* Exercise goal
Write out each entry, exactly the way it appears.

* Labeling and segmentation records
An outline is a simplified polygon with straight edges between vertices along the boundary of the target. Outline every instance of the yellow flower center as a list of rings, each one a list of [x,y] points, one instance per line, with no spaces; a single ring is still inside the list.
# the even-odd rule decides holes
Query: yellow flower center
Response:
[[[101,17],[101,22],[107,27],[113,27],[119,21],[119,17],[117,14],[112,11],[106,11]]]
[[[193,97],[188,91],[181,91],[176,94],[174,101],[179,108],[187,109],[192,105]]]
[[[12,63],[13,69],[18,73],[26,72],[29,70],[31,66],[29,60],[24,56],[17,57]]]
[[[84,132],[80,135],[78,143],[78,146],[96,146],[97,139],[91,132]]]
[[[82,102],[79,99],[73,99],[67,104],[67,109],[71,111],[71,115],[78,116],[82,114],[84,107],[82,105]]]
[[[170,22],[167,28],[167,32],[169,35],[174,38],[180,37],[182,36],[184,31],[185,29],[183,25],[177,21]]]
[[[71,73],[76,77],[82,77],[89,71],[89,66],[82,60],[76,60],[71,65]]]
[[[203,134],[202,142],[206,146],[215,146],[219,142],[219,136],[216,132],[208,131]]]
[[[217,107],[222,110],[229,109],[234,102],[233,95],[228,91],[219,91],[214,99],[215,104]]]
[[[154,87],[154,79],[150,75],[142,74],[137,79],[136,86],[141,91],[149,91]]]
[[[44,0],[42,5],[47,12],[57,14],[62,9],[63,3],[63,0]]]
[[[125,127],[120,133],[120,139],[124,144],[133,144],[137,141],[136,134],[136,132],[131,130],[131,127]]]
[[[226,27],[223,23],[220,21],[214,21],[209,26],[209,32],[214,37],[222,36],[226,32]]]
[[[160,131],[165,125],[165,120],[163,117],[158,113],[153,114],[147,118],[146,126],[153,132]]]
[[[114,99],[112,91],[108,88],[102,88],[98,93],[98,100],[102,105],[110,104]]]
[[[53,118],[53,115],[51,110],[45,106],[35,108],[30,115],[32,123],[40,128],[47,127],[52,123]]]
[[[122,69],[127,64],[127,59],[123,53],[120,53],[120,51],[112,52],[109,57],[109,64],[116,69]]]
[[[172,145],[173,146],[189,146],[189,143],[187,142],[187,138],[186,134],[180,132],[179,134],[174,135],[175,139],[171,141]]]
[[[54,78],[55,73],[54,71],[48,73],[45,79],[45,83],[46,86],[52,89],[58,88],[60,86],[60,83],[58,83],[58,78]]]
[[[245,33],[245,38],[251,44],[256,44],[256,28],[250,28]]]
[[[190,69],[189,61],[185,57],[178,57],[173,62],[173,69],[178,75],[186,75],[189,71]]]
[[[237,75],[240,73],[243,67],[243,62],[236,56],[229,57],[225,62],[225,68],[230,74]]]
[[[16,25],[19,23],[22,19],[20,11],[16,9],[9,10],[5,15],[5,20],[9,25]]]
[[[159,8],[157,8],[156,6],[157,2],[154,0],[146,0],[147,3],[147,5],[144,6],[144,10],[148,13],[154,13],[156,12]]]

* Final result
An outline is a simplified polygon with straight edges between vertices along the boundary of the target. Outline every instance of the yellow flower center as a list of rings, each one a list of [x,y] points, one instance per line, with no spaces; a single ring is still inside the list.
# the even-odd rule decides holes
Query: yellow flower center
Response:
[[[101,17],[101,22],[107,27],[113,27],[119,21],[119,17],[117,14],[112,11],[106,11]]]
[[[193,97],[188,91],[181,91],[176,94],[174,101],[179,108],[187,109],[192,105]]]
[[[12,63],[13,69],[18,73],[26,72],[29,70],[31,66],[29,60],[24,56],[17,57]]]
[[[84,132],[80,135],[78,143],[78,146],[96,146],[97,139],[91,132]]]
[[[82,102],[79,99],[73,99],[67,104],[67,109],[71,111],[71,115],[78,116],[82,114],[84,107],[82,105]]]
[[[170,22],[167,28],[167,32],[169,35],[174,38],[180,37],[182,36],[184,31],[185,29],[183,25],[177,21]]]
[[[71,73],[76,77],[82,77],[89,71],[89,66],[82,60],[76,60],[71,65]]]
[[[203,134],[202,142],[206,146],[215,146],[219,142],[219,136],[216,132],[208,131]]]
[[[217,107],[222,110],[229,109],[234,102],[233,95],[228,91],[219,91],[214,99],[215,104]]]
[[[154,87],[154,79],[150,75],[142,74],[137,79],[136,86],[141,91],[149,91]]]
[[[44,0],[42,5],[47,12],[57,14],[62,9],[63,3],[63,0]]]
[[[125,127],[120,133],[120,139],[124,144],[133,144],[137,141],[136,134],[136,132],[131,130],[131,127]]]
[[[226,27],[223,23],[220,21],[214,21],[209,26],[209,32],[214,37],[222,36],[226,32]]]
[[[160,131],[165,125],[165,120],[163,117],[158,113],[153,114],[147,118],[146,126],[153,132]]]
[[[114,99],[112,91],[108,88],[102,88],[98,93],[98,100],[102,105],[110,104]]]
[[[53,118],[53,115],[51,110],[45,106],[35,108],[30,115],[32,123],[40,128],[47,127],[52,123]]]
[[[122,69],[127,64],[127,59],[123,53],[120,53],[120,51],[112,52],[109,57],[109,64],[116,69]]]
[[[172,145],[173,146],[189,146],[189,143],[187,142],[187,138],[186,134],[180,132],[179,134],[174,135],[175,139],[171,141]]]
[[[54,78],[55,73],[54,71],[48,73],[45,79],[45,83],[46,86],[52,89],[58,88],[60,86],[60,83],[58,83],[58,78]]]
[[[245,33],[245,38],[251,44],[256,44],[256,28],[250,28]]]
[[[190,69],[189,61],[185,57],[178,57],[173,62],[173,69],[178,75],[186,75],[189,71]]]
[[[237,75],[240,73],[243,67],[243,62],[236,56],[229,57],[225,62],[225,68],[230,74]]]
[[[16,25],[19,23],[22,19],[20,11],[16,9],[9,10],[5,15],[5,20],[9,25]]]
[[[159,8],[157,8],[156,6],[157,2],[154,0],[146,0],[147,3],[147,5],[144,6],[144,10],[148,13],[154,13],[156,12]]]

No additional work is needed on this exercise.